**Usando le informazioni:**
A. Trascrivi dal testo su De Smet il passo da "Pierre-Jean De Smet, vita" a "Uniti, a Baltimora.".
B. Secondo il testo su De Smet, in quale città era nato Pierre-Jean De Smet?
C. Per favore, prosegui il testo su De Smet dopo la sua ultima frase.

**Testo di riferimento:**
Pierre-Jean De Smet, vita di un gesuita amico dei nativi

A cura di Angelo D’Ambra

Pierre-Jean De Smet con gli indiani
La frontiera conobbe pure il coraggio di uomini come Pierre-Jean De Smet che credevano sinceramente nella possibilità di convivenza e integrazione coi nativi. Il missionario De Smet divenne il bianco più stimato tra le varie tribù delle Montagne Rocciose grazie al suo impegno ed alle sue qualità umane. La sua ascendente fu anche decisiva in numerosi negoziati e nella preparazione di una serie di trattati, come quello di Fort Laramie.
De Smet era nato a Dendermonde, in Belgio, il 30 gennaio 1801, e nel 1821, lasciato Mechelen, dove aveva frequentato il seminario cattolico, era emigrato negli Stati Uniti, a Baltimora.

**Materiale fornito:**
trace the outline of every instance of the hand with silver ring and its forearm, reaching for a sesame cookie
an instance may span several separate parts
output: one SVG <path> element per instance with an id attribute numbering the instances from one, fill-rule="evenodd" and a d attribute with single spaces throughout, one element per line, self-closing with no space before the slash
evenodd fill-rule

**Risultati:**
A.
Pierre-Jean De Smet, vita di un gesuita amico dei nativi

A cura di Angelo D’Ambra

Pierre-Jean De Smet con gli indiani
La frontiera conobbe pure il coraggio di uomini come Pierre-Jean De Smet che credevano sinceramente nella possibilità di convivenza e integrazione coi nativi. Il missionario De Smet divenne il bianco più stimato tra le varie tribù delle Montagne Rocciose grazie al suo impegno ed alle sue qualità umane. La sua ascendente fu anche decisiva in numerosi negoziati e nella preparazione di una serie di trattati, come quello di Fort Laramie.
De Smet era nato a Dendermonde, in Belgio, il 30 gennaio 1801, e nel 1821, lasciato Mechelen, dove aveva frequentato il seminario cattolico, era emigrato negli Stati Uniti, a Baltimora.

B. A Dendermonde, in Belgio.

C.
Qui aveva iniziato il suo noviziato nella Compagnia di Gesù. Fu ordinato sacerdote nel 1827, dopo aver studiato al St. Francis Regis, una scuola di Osage vicino a Florissant, in Missouri, a circa 16 miglia da Saint Louis. Due anni dopo, al St. Louis College fu nominato decano, tesoriere e professore di inglese. Il 23 settembre 1833 De Smet divenne cittadino americano. Si spostò in Europa, tornando nel Nuovo Mondo nel 1837 con un obbiettivo chiaro: impegnare tutto sé stesso per convertire i nativi americani al cristianesimo romano.
Pierre-Jean De Smet
La Compagnia accolse questo suo desiderio e nel 1838 lo inviò tra i potawatomi della Missione di San Giuseppe in Iowa. Qui De Smet ebbe non pochi problemi perché, oltre a insegnare il cristianesimo ad una popolazione indifferente, dovette soprattutto scontrarsi con cattive abitudini e dipendenze. Divenne un infaticabile nemico del whisky che accusava d’esser ragione di omicidi, furti e diffusione di comportamenti immorali tra i nativi. Si fece molti nemici tra i commercianti d’alcol e non ebbe molto successo nel convincere i potawatomi a convertirsi al cattolicesimo. Pensando di offrire loro egualmente la salvezza, battezzò segretamente molti dei loro bambini, ma tanto zelo non portò a nulla. A questo periodo risale anche il suo primo incontro coi sioux per concertare la pace con i potawatomi.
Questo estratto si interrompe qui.